Written instruction:
Restate all of the data exactly.

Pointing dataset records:
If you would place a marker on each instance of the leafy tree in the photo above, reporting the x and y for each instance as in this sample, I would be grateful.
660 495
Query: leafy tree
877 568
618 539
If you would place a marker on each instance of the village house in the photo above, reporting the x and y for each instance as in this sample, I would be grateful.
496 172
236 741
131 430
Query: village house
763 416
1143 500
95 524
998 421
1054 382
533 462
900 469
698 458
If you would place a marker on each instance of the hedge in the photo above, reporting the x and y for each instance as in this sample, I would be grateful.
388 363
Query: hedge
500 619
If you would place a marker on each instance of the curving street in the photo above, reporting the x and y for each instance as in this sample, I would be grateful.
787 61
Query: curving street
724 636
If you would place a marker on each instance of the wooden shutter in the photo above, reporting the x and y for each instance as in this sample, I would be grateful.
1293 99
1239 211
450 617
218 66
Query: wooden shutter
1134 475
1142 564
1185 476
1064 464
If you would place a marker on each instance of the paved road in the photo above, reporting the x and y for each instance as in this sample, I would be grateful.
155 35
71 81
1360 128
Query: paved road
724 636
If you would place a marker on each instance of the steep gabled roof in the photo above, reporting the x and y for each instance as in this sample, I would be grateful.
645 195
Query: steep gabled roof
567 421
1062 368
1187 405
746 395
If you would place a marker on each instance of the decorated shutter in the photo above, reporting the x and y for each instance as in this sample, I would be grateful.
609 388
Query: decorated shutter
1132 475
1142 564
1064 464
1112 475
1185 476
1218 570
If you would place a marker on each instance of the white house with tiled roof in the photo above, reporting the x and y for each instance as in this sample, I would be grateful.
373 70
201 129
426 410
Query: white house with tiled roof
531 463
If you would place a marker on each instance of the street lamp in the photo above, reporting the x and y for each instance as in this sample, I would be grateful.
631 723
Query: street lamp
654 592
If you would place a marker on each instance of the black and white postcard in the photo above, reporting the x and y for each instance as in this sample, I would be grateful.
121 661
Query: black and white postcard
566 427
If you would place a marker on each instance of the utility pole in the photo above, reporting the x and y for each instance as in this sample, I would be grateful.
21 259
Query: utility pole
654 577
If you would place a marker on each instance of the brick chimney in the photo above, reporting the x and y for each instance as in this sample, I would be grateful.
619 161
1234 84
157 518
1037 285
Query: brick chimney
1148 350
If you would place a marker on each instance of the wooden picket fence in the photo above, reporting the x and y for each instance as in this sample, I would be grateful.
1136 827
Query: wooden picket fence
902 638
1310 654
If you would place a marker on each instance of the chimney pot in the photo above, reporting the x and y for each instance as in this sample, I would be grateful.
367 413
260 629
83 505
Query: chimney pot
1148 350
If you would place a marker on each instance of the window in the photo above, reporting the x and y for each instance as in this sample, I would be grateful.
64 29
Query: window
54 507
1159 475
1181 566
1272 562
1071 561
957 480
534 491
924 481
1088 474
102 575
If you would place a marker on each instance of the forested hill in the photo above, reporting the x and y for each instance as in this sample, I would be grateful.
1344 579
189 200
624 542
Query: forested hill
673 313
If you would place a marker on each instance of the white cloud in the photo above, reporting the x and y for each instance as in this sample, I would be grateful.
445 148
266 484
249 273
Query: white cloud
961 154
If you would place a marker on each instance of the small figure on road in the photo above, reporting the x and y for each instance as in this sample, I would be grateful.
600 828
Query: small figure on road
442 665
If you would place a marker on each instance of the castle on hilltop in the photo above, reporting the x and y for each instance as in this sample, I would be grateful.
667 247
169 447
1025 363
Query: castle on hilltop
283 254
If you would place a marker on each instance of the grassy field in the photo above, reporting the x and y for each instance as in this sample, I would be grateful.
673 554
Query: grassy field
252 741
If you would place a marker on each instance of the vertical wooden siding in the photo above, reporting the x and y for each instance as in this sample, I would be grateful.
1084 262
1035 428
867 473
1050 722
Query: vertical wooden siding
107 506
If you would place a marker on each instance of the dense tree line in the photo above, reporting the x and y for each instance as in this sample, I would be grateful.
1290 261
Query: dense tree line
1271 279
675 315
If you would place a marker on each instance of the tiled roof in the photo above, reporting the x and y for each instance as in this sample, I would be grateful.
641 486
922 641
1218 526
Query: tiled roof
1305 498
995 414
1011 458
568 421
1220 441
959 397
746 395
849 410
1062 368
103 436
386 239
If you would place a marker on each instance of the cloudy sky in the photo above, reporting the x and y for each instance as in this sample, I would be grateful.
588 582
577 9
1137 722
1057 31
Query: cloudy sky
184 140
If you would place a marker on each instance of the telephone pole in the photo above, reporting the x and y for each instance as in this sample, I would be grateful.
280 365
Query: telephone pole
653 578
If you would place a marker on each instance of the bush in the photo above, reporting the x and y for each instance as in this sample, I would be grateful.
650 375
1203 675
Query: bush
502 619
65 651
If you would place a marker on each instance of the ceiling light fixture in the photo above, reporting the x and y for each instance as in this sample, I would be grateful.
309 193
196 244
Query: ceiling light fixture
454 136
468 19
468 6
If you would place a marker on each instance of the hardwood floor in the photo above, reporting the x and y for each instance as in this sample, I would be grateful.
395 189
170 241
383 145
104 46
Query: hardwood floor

Expected answer:
If you would place a marker on each instance of the leafy tree in the photo above, reporting the x and y for each instance as in this sample, I would be grateful.
660 495
Query: leafy tree
877 568
618 539
If you would place a marker on each instance of the village house in the photo above, reporting the x and y for each instance as in this sample, I would be grateful.
496 172
236 741
131 430
Query: village house
763 416
1143 500
95 524
998 421
1054 382
533 462
900 469
698 458
If you would place a marker on each instance of the hedge in the photo above, reporting the x and y for each instance as in this sample, I would be grateful.
388 363
Query: hedge
500 619
If you would place a marker on each instance of the curving street in the photo above, reporting the x and y for each instance as in this sample, I would be grateful.
787 61
Query: curving street
724 636
If you would place a marker on each instance of the wooden shutter in the photo above, reporting the x and y for each instance as in this sample, I would be grateful.
1293 99
1239 211
450 617
218 66
Query: wooden shutter
1134 475
1142 564
1185 476
1064 464
If you would place a marker on each instance of the paved road in the photo above, reporting the x and y for each instance as in this sample, I would be grateful.
155 35
71 81
1360 128
Query: paved road
724 636
If you would place a marker on each instance of the steep gabled roof in the photo above, reporting the x and y for each instance as in this sample, I would be grateful.
645 195
Query: steep gabled roof
567 421
1062 368
1187 405
746 395
If you would place a marker on each instance of the decorated shutter in the photo above, reporting the x and y for each instance as in this sample, I would be grateful.
609 388
Query: decorated shutter
1132 475
1142 564
1064 464
1112 475
1185 476
1218 570
If you would place a marker on each instance of the white house with tiled roof in the photo above, reporting the x and y for each instance as in this sample, I would be grateful.
373 70
201 129
426 410
Query: white house with tiled roof
531 463
If you would place a marker on each instance of the street lamp in the photo above, reporting the x and y for each instance as in this sample, I would be grateful.
631 723
Query: street lamp
654 592
If you would place a marker on each instance of the black and white postcard in the photo above, reporting the x and y for each instance as in this sample, I would be grateful.
121 661
Query: black and white postcard
566 427
If you would place a marker on each instance of the utility pole in the photo above, reporting the x and y for each instance as in this sample, I would be grateful.
21 259
Query: utility pole
654 577
If you would place a marker on each instance of the brick chimney in the photo above, reporting the x and y for each instance as in this sample, I would be grateful.
619 161
1234 84
157 518
1037 285
Query: brick chimney
1148 350
If you would place a marker on each instance of the wooden picket fence in the photo above, reporting the x and y for each instance as in this sample, I would be grateful.
1136 827
Query: wooden picket fence
902 638
1310 654
If you would place a marker on each instance of the chimney pot in the photo above, reporting the x and y for each instance as in this sample, I would be grateful.
367 413
260 629
83 505
Query: chimney pot
1148 350
If you would place a marker on each instance of the window in the photo above, reporting the x and y for each instance as in this sample, I would be grateful.
64 29
Query: window
54 507
1159 475
1181 566
1272 562
1071 561
957 480
534 491
924 481
1088 474
102 575
If you would place a marker on each instance of the forested hill in the photo above, reporting the x and y for each instance as in this sample, I would be grateful.
1344 579
189 200
624 542
Query: forested hill
673 313
If you would place a marker on each instance of the white cloud in the photo above, reporting the x and y for each instance as in this sample, I would be grateful.
445 148
266 484
249 273
Query: white cloud
961 154
If you would place a marker on each instance of the small figure on road in the photo above, reporting the x and y for each instance as in this sample, I would be grateful.
600 828
Query: small figure on road
442 665
If you would place a marker on each instance of the castle on hilltop in the photo above, reporting the x and y for each instance as in this sample, I would be grateful.
667 247
169 447
1025 363
Query: castle on hilltop
283 254
If you would place a marker on each instance of the grassy field in the photo above, reporting the x and y for each instance as in this sample, I would be grateful.
673 554
Query: grassy field
252 741
If you would place a marker on each instance of the vertical wooden siding in the photo above, reporting the x and y for each instance as in this sample, I would be grateful.
1084 262
1035 428
867 473
1050 722
Query: vertical wooden siding
107 506
If you would place a marker on each instance of the dense tree line in the photo above, reporting the x and y for each instance as in this sample, I would be grateful.
1290 261
Query: dense tree line
1271 279
675 315
If you would place a marker on each instance of the tiled roof in the photo above, reporting the x and y for each instance as in this sample, I would be grateful.
641 486
922 641
1218 526
Query: tiled roof
1305 498
995 414
1011 458
568 421
1220 441
959 397
746 395
849 410
1062 368
103 436
386 239
If you would place a marker on each instance of the cloudy sky in the photo above, reporting the x and y for each instance as in this sample, I would be grateful.
588 582
577 9
1137 722
1057 31
Query: cloudy sky
184 140
If you would place a marker on each instance of the telephone pole in the photo above, reporting the x and y for each instance as in this sample, I would be grateful.
280 365
Query: telephone pole
653 578
If you would place a marker on each instance of the bush in the photo above, reporting the x and y for each instance as in this sample, I would be grateful.
650 375
1203 675
Query: bush
502 619
65 651
If you would place a marker on each instance of the ceiling light fixture in the photo above, reporting the x and y for each instance as in this sample, I would be grateful.
309 193
196 244
Query: ceiling light fixture
454 136
468 19
468 6
If you would place a marker on each instance of the hardwood floor in the photo above, reporting the x and y for each instance as in this sample, I would be grateful.
395 189
170 241
383 145
104 46
Query: hardwood floor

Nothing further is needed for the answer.